Fig 2 - Long Term Information Storage Using the Internet

(This is taken from a Slashdot discussion on the topic of long-term data storage. Here is the complete article.)

Dealing with Proprietary Software - Industrial Scale

If the problem of moving information between proprietary systems is daunting on a personal level, try to imagine what it is like for organizations that create large bodies of documentation. For instance, every model of aircraft you see today requires several million pages of documentation which has to be revised and published every quarter. (XML Handbook) The combined documentation libraries of the aircraft industry probably rivals the size of the entire world wide web. Yet every few years the dominant hardware changes, and along with it, the software used.

Governments and law firms are in a similar situation.

Markup Languages

It is precisely these issues, the survival of information beyond the lifetime of proprietary hardware, and moving a large amount of information between proprietary systems, that prompted Charles Goldfarb, with Ed Mosher, and Ray Lorie at IBM to create "Generalized Markup Language" (GML) in the early 1960s.

  • GML
  • SGML
  • HTML
  • XML

Except for GML (which became SGML), all of these markup languages are in wide use today. SGML is used for managing large bodies of textual information. HTML is the language of the World Wide Web, linking documents for human retrieval. XML is increasingly being used to manage large bodies of knowledge, including plant information with ISO 15926.

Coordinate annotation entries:
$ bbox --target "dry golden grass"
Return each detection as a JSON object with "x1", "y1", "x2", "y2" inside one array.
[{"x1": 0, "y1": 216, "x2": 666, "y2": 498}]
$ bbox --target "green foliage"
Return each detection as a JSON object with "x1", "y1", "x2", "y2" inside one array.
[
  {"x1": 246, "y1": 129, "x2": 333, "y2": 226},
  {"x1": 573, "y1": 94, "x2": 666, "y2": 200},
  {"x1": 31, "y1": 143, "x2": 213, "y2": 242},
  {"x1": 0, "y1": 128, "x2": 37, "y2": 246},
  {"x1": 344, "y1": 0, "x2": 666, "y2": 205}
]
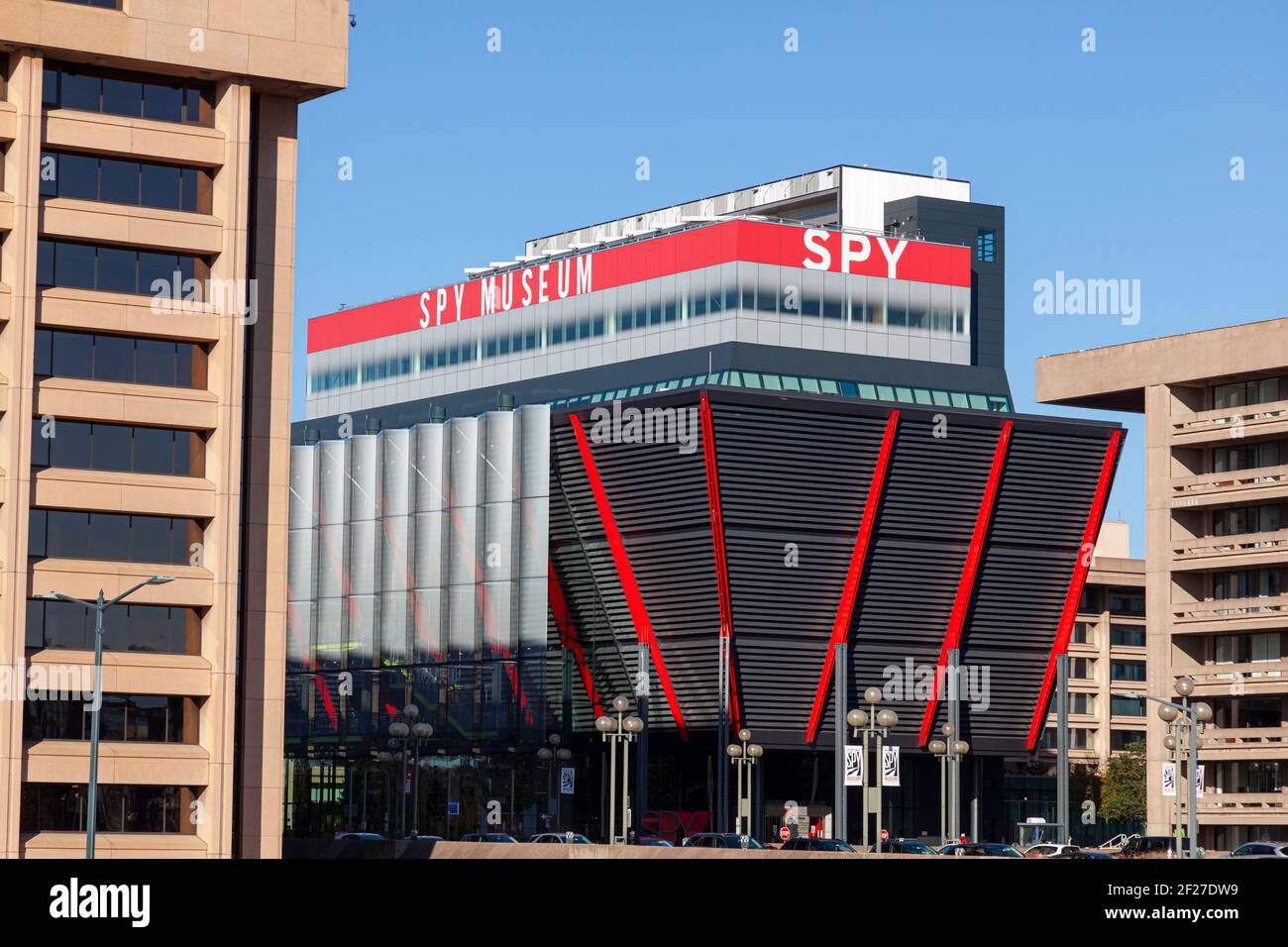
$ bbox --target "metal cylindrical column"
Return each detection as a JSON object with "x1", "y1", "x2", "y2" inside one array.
[{"x1": 832, "y1": 642, "x2": 850, "y2": 841}]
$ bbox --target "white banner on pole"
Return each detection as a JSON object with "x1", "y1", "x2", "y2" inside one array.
[
  {"x1": 845, "y1": 745, "x2": 863, "y2": 786},
  {"x1": 881, "y1": 745, "x2": 899, "y2": 786}
]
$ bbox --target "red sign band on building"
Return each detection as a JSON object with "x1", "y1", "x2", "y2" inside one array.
[{"x1": 308, "y1": 220, "x2": 970, "y2": 353}]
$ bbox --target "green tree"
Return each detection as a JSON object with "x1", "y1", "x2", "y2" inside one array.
[{"x1": 1100, "y1": 742, "x2": 1146, "y2": 822}]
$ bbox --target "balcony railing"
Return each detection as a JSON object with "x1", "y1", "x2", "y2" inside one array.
[
  {"x1": 1172, "y1": 401, "x2": 1288, "y2": 441},
  {"x1": 1173, "y1": 660, "x2": 1288, "y2": 688},
  {"x1": 1171, "y1": 595, "x2": 1288, "y2": 624},
  {"x1": 1199, "y1": 727, "x2": 1288, "y2": 759},
  {"x1": 1172, "y1": 530, "x2": 1288, "y2": 562},
  {"x1": 1182, "y1": 786, "x2": 1288, "y2": 815},
  {"x1": 1172, "y1": 464, "x2": 1288, "y2": 505}
]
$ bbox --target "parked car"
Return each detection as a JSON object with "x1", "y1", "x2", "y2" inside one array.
[
  {"x1": 1118, "y1": 835, "x2": 1190, "y2": 858},
  {"x1": 780, "y1": 839, "x2": 858, "y2": 856},
  {"x1": 881, "y1": 839, "x2": 939, "y2": 856},
  {"x1": 1024, "y1": 841, "x2": 1078, "y2": 858},
  {"x1": 939, "y1": 841, "x2": 1024, "y2": 858},
  {"x1": 528, "y1": 832, "x2": 590, "y2": 845},
  {"x1": 684, "y1": 832, "x2": 764, "y2": 848},
  {"x1": 1231, "y1": 841, "x2": 1288, "y2": 858},
  {"x1": 461, "y1": 832, "x2": 519, "y2": 844},
  {"x1": 1048, "y1": 845, "x2": 1118, "y2": 861}
]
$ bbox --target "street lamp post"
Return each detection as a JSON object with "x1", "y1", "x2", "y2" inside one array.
[
  {"x1": 595, "y1": 697, "x2": 644, "y2": 845},
  {"x1": 406, "y1": 703, "x2": 434, "y2": 835},
  {"x1": 837, "y1": 686, "x2": 899, "y2": 852},
  {"x1": 36, "y1": 576, "x2": 174, "y2": 858},
  {"x1": 725, "y1": 727, "x2": 765, "y2": 835},
  {"x1": 927, "y1": 723, "x2": 970, "y2": 844},
  {"x1": 1115, "y1": 676, "x2": 1212, "y2": 858},
  {"x1": 537, "y1": 733, "x2": 572, "y2": 831}
]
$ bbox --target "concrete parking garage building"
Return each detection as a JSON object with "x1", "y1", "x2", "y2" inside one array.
[{"x1": 1038, "y1": 320, "x2": 1288, "y2": 850}]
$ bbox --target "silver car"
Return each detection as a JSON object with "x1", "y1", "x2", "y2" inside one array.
[{"x1": 1231, "y1": 841, "x2": 1288, "y2": 858}]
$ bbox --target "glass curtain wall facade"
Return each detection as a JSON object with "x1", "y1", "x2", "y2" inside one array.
[{"x1": 284, "y1": 406, "x2": 558, "y2": 837}]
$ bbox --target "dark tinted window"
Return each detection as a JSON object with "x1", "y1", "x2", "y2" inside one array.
[
  {"x1": 40, "y1": 152, "x2": 209, "y2": 213},
  {"x1": 129, "y1": 517, "x2": 173, "y2": 562},
  {"x1": 42, "y1": 62, "x2": 214, "y2": 125},
  {"x1": 51, "y1": 155, "x2": 98, "y2": 201},
  {"x1": 45, "y1": 510, "x2": 89, "y2": 559},
  {"x1": 36, "y1": 240, "x2": 54, "y2": 286},
  {"x1": 99, "y1": 693, "x2": 125, "y2": 743},
  {"x1": 20, "y1": 783, "x2": 193, "y2": 834},
  {"x1": 134, "y1": 428, "x2": 174, "y2": 473},
  {"x1": 54, "y1": 241, "x2": 94, "y2": 290},
  {"x1": 89, "y1": 513, "x2": 130, "y2": 559},
  {"x1": 51, "y1": 333, "x2": 94, "y2": 377},
  {"x1": 47, "y1": 419, "x2": 90, "y2": 468},
  {"x1": 143, "y1": 82, "x2": 183, "y2": 121},
  {"x1": 93, "y1": 335, "x2": 134, "y2": 381},
  {"x1": 90, "y1": 424, "x2": 137, "y2": 471},
  {"x1": 179, "y1": 167, "x2": 201, "y2": 213},
  {"x1": 142, "y1": 164, "x2": 179, "y2": 207},
  {"x1": 27, "y1": 599, "x2": 200, "y2": 655},
  {"x1": 134, "y1": 339, "x2": 177, "y2": 385},
  {"x1": 38, "y1": 240, "x2": 207, "y2": 299},
  {"x1": 94, "y1": 246, "x2": 139, "y2": 292},
  {"x1": 31, "y1": 417, "x2": 202, "y2": 476},
  {"x1": 35, "y1": 329, "x2": 205, "y2": 388},
  {"x1": 58, "y1": 71, "x2": 103, "y2": 112},
  {"x1": 99, "y1": 158, "x2": 139, "y2": 204},
  {"x1": 103, "y1": 78, "x2": 143, "y2": 119}
]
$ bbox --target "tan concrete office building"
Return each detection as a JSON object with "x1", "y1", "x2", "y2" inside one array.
[
  {"x1": 1037, "y1": 320, "x2": 1288, "y2": 850},
  {"x1": 1042, "y1": 520, "x2": 1146, "y2": 770},
  {"x1": 0, "y1": 0, "x2": 349, "y2": 858}
]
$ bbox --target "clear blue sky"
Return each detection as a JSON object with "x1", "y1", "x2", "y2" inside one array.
[{"x1": 292, "y1": 0, "x2": 1288, "y2": 556}]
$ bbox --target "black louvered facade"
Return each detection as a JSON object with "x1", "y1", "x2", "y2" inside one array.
[{"x1": 550, "y1": 388, "x2": 1120, "y2": 754}]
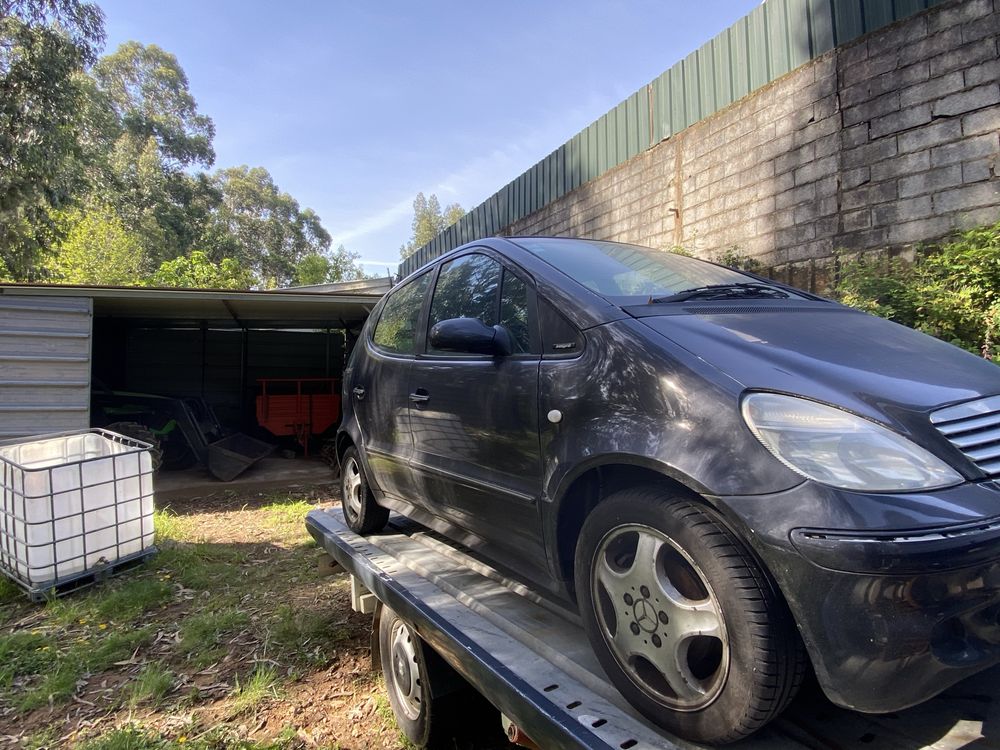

**Given exercise 1:** Locate every line in the entries that contains the string "facade", treating uppercase and lowercase as different, and copy each of those lines.
**Given exercise 2:** Proceed with the text on long-term information storage, writing on from the point where it stops.

**Task output 1:**
$ bbox --target "glass curtain wall facade"
$ bbox --target "black louvered facade"

**Task output 2:**
Most people will not need to know how markup languages are used to manage plant information, but a brief history of markup languages will be interesting for background information.

The History of Markup Languages

Markup languages have a long history in enabling computers to handle large bodies of text properly, without human intervention. When encoded with a markup language, the content of a body of text is separated from the format, or appearance of the text. This is an important concept in ISO 15926 where the goal is to embed enough context into the content that we do not need to see the format, or appearance, of the information to know what it means.

Key factors in a Markup Language:

  • A standard format in which to store information that lasts many times longer than proprietary commercial software.
  • A means to transfer information between proprietary computer systems.

What is a Markup Language?

In the context of understanding ISO 15926, a "markup language" is a set of conventions for marking up text that are used together with the text to tell a computer the meaning of the text.

At a very simple level, punctuation, capitalization, and even the spaces between words themselves can be considered markup. These features tell human readers when there is a break between ideas, when to pause, and where individual words start and stop. (If the reader thinks these are obvious necessities for understanding written text, there are numerous examples in the history of human societies were written material was in the style of scriptio continua.

Another example is spoken words, where the volume and tone of voice can be considered markup. For instance, a given string of words may have a completely different meaning if they are yelled, spoken in a soft voice, or with a condescending tone of voice. Thus, the value of the message (that is, the actual words spoken) must be considered together with the tags (that is, the volume and tone of voice) to obtain the correct meaning.

We have seen this concept previously in this primer. In the section about context, we saw that the numerical value 1034 on its own had no meaning, but in the context of a particular spot on a particular data sheet, it meant the pressure of the seal flush of a centrifugal pump. Thus, the location of a value on a data sheet can be considered a sort of markup.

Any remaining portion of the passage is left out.